— Begin —
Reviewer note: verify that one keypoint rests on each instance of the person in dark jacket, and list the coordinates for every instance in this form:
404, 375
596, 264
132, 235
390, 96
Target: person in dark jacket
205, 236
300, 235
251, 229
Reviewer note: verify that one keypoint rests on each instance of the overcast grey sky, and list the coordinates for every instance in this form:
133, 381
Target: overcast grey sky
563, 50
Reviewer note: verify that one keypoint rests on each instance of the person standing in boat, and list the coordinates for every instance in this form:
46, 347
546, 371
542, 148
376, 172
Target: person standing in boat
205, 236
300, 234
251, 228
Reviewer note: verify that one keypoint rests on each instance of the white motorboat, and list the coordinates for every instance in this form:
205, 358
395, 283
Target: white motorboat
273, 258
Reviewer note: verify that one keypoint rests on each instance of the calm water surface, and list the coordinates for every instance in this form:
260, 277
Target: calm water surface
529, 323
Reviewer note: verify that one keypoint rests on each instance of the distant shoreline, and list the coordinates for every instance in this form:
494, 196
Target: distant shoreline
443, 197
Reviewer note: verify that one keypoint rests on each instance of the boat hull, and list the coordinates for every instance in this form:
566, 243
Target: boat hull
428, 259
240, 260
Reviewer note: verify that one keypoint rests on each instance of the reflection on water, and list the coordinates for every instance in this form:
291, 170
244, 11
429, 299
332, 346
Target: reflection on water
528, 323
— End —
— Begin —
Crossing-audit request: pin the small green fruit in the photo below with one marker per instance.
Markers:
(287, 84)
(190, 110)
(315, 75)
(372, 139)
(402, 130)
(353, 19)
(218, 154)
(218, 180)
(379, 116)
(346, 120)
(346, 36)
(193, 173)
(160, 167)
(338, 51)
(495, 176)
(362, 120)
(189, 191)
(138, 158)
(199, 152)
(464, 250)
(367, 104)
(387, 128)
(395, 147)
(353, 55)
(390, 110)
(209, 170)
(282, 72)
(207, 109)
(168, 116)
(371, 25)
— End —
- [Exercise prompt] Which lines in the entries above contain the word "calm"? List each of them in full.

- [Completed task]
Reviewer note: verify that one keypoint rests on each instance of the calm water surface, and list the coordinates for every instance in this form:
Target: calm water surface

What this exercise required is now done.